A los comunistas que ahora pueblan las cárceles, aunque nunca tomaron una pistola, se les proscribe por razones obvias y porque coparon antaño la dirigencia sindical; a los socialistas se les castiga porque los tupamaros fueron una escisión por su izquierda, y a los democristianos no se les perdona haber sido el paraguas -Frente Amplio- bajo el que se cobijó la izquierda (un 18% de los votos) para enfrentarse a los tradicionales blancos y colorados, que en una abstracción algo forzada podrían equivaler a los partidos estadounidenses republicano y demócrata. A este respecto, merece atención la democracia cristiana uruguaya, cuyos integrantes, de ser arrojados a los leones del circo, serían devorados por éstos en vez de alimentarse de éstos, como se asegura ocurriría con sus homólogos europeos. Los democristianos uruguayos sí han creído en el Concilio Vaticano II.

A su vez, y dentro de los partidos tolerados, existen dirigentes legalizados y dirigentes proscritos. Así, el Partido Colorado cuenta entre sus más prestigiosos dirigentes a Jorge Valle, cuyo nombre no puede ni ser citado en los periódicos bajo pena de cárcel, y Wilson Ferreira, líder indiscutible de los blancos (exiliado en Londres), es tildado de delincuente común prófugo de la justicia, y cuando su semanario -Democracia- publica su foto saludando al Rey de España, la respuesta es el secuestro de la edición (el mismo día de la llegada del Rey) y seis meses de suspensión.

= = =

- **CONSIGNA 1**:
Responde según la lectura:
(a) ¿Qué porcentaje de los votos reunió la izquierda que se cobijó bajo el Frente Amplio?
(b) ¿En qué ciudad está exiliado Wilson Ferreira?
(c) ¿Cuántos meses de suspensión recibió el semanario Democracia?
- **CONSIGNA 2**: En la lectura, renombra "Frente Amplio" como "Frente Unido" y reescribe el fragmento que empieza con "A los comunistas" y sigue hasta "Concilio Vaticano II.".
El material procede de otra fuente.

= = =

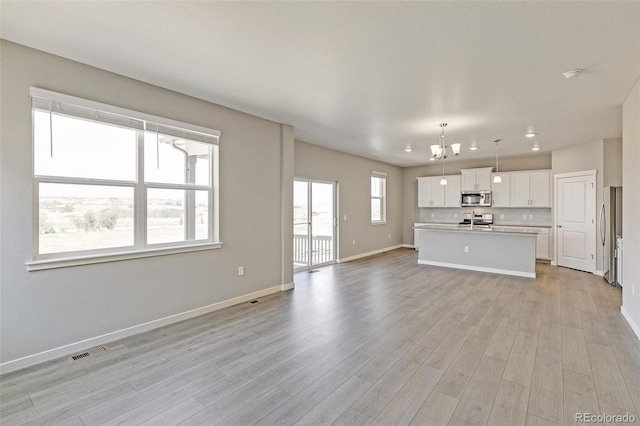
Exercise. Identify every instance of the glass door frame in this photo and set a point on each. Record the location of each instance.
(334, 212)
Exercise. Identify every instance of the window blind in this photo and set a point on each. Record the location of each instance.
(58, 103)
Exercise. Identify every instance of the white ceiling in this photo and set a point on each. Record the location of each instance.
(368, 78)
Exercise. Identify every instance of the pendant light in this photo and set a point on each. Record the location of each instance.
(497, 178)
(443, 181)
(441, 150)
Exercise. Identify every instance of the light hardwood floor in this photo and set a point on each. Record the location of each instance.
(375, 341)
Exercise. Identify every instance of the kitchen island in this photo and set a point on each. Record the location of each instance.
(488, 249)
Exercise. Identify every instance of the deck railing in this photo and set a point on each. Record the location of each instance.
(321, 250)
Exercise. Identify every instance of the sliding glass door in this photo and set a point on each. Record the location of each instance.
(314, 223)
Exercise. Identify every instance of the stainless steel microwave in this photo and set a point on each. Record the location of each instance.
(475, 198)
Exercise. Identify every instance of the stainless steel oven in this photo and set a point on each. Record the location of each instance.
(475, 198)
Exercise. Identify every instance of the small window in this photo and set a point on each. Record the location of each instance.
(378, 197)
(108, 180)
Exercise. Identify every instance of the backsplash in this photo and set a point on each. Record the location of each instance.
(501, 216)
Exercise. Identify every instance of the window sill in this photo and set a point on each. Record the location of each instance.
(39, 265)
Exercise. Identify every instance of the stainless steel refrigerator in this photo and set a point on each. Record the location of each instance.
(610, 228)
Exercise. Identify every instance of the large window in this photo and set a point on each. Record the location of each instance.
(112, 181)
(378, 197)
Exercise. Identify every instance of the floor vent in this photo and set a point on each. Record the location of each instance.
(90, 352)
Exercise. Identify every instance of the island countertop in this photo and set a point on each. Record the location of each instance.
(478, 228)
(494, 249)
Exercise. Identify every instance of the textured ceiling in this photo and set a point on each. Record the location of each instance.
(369, 78)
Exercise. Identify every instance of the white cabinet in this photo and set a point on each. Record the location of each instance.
(452, 191)
(432, 194)
(543, 244)
(531, 189)
(476, 179)
(500, 192)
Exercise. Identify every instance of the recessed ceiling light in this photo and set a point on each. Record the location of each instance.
(572, 73)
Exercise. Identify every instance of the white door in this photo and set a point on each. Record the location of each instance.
(575, 220)
(314, 212)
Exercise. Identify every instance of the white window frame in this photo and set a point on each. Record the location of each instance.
(382, 198)
(142, 123)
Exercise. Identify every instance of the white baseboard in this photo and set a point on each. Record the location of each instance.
(83, 345)
(630, 320)
(285, 287)
(479, 269)
(371, 253)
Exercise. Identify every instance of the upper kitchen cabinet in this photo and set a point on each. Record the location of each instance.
(476, 179)
(452, 191)
(432, 194)
(531, 189)
(501, 192)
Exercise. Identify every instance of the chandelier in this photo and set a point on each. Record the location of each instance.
(442, 151)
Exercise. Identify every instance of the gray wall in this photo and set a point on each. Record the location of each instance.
(411, 212)
(612, 162)
(47, 309)
(586, 156)
(631, 206)
(353, 175)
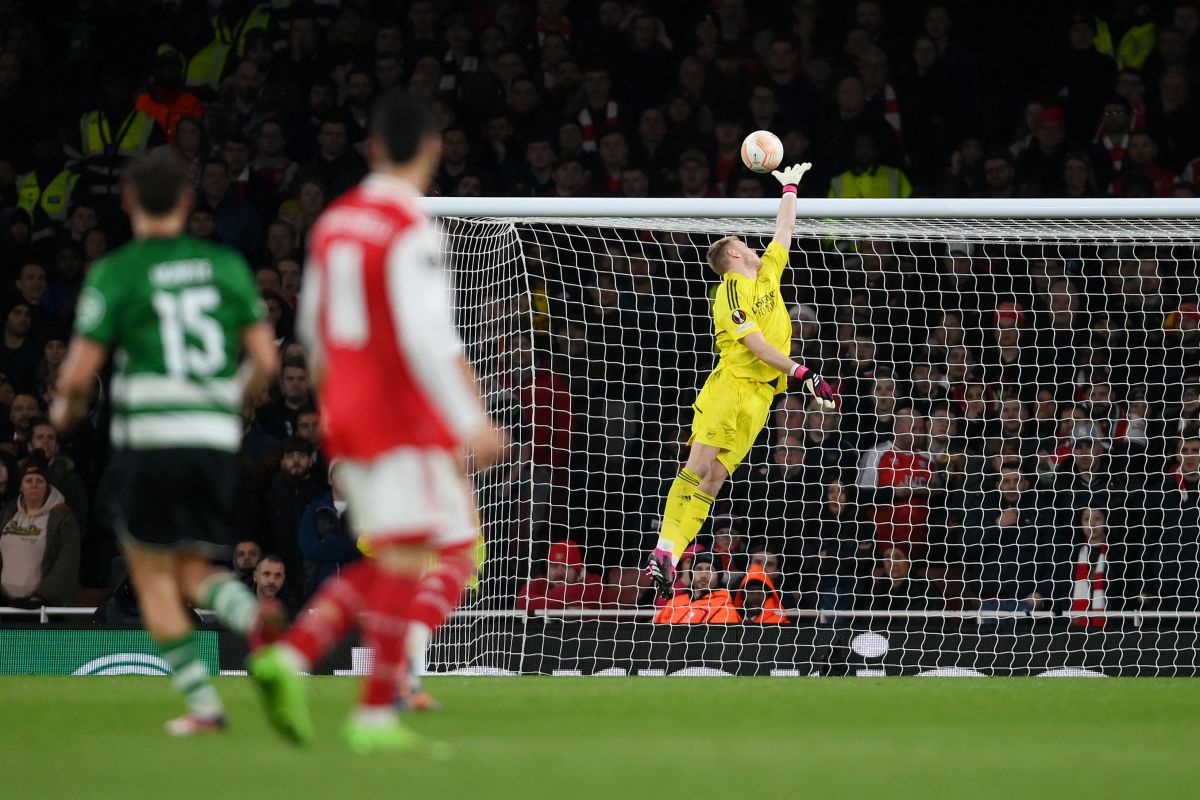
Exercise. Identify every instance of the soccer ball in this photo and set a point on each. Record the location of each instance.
(762, 151)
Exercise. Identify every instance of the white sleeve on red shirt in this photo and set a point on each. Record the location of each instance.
(869, 467)
(420, 306)
(307, 306)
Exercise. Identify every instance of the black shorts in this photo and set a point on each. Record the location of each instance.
(178, 499)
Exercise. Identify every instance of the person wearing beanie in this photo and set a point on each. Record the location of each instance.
(39, 543)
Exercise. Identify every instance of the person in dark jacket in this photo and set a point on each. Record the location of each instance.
(294, 487)
(327, 541)
(1008, 541)
(1169, 537)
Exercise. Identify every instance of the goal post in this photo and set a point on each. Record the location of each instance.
(1001, 489)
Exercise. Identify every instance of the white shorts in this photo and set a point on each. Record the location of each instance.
(411, 495)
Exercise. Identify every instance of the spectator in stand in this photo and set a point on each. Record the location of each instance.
(246, 184)
(327, 541)
(22, 411)
(192, 145)
(847, 548)
(727, 134)
(281, 241)
(167, 98)
(271, 582)
(894, 481)
(761, 602)
(18, 358)
(828, 451)
(564, 583)
(237, 221)
(1008, 359)
(1143, 164)
(789, 493)
(1009, 545)
(1171, 546)
(571, 179)
(30, 288)
(1078, 178)
(850, 118)
(1110, 148)
(243, 94)
(1083, 78)
(868, 178)
(1096, 573)
(1176, 116)
(702, 600)
(43, 445)
(1081, 477)
(246, 555)
(547, 409)
(1039, 168)
(999, 175)
(694, 175)
(613, 157)
(270, 161)
(279, 416)
(39, 545)
(112, 134)
(537, 179)
(653, 149)
(601, 112)
(295, 485)
(894, 588)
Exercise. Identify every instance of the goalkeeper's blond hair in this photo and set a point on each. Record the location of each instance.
(717, 253)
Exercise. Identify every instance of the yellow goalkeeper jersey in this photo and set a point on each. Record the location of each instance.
(747, 305)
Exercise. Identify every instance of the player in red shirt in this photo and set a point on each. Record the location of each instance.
(401, 409)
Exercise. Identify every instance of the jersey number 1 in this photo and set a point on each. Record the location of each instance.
(187, 314)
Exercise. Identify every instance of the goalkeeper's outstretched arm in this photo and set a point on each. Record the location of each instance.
(785, 221)
(813, 383)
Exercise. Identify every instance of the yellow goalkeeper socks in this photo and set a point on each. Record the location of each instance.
(684, 515)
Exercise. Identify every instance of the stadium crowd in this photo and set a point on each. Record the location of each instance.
(1024, 455)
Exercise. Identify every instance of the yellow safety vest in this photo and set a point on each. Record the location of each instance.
(54, 199)
(1134, 47)
(207, 67)
(879, 182)
(131, 139)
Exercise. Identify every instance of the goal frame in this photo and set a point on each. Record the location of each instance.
(820, 212)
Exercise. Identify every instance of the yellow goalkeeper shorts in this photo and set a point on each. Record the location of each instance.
(730, 414)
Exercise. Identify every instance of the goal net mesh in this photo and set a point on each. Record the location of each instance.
(1000, 489)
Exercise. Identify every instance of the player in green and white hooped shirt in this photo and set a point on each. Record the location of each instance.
(174, 313)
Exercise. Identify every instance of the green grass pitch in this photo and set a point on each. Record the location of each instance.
(573, 738)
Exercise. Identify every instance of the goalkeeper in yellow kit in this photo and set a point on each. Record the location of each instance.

= = =

- **RESPUESTA 1**:
(a) Un 18% de los votos.
(b) En Londres.
(c) Seis meses.

- **RESPUESTA 2**:
A los comunistas que ahora pueblan las cárceles, aunque nunca tomaron una pistola, se les proscribe por razones obvias y porque coparon antaño la dirigencia sindical; a los socialistas se les castiga porque los tupamaros fueron una escisión por su izquierda, y a los democristianos no se les perdona haber sido el paraguas -Frente Unido- bajo el que se cobijó la izquierda (un 18% de los votos) para enfrentarse a los tradicionales blancos y colorados, que en una abstracción algo forzada podrían equivaler a los partidos estadounidenses republicano y demócrata. A este respecto, merece atención la democracia cristiana uruguaya, cuyos integrantes, de ser arrojados a los leones del circo, serían devorados por éstos en vez de alimentarse de éstos, como se asegura ocurriría con sus homólogos europeos. Los democristianos uruguayos sí han creído en el Concilio Vaticano II.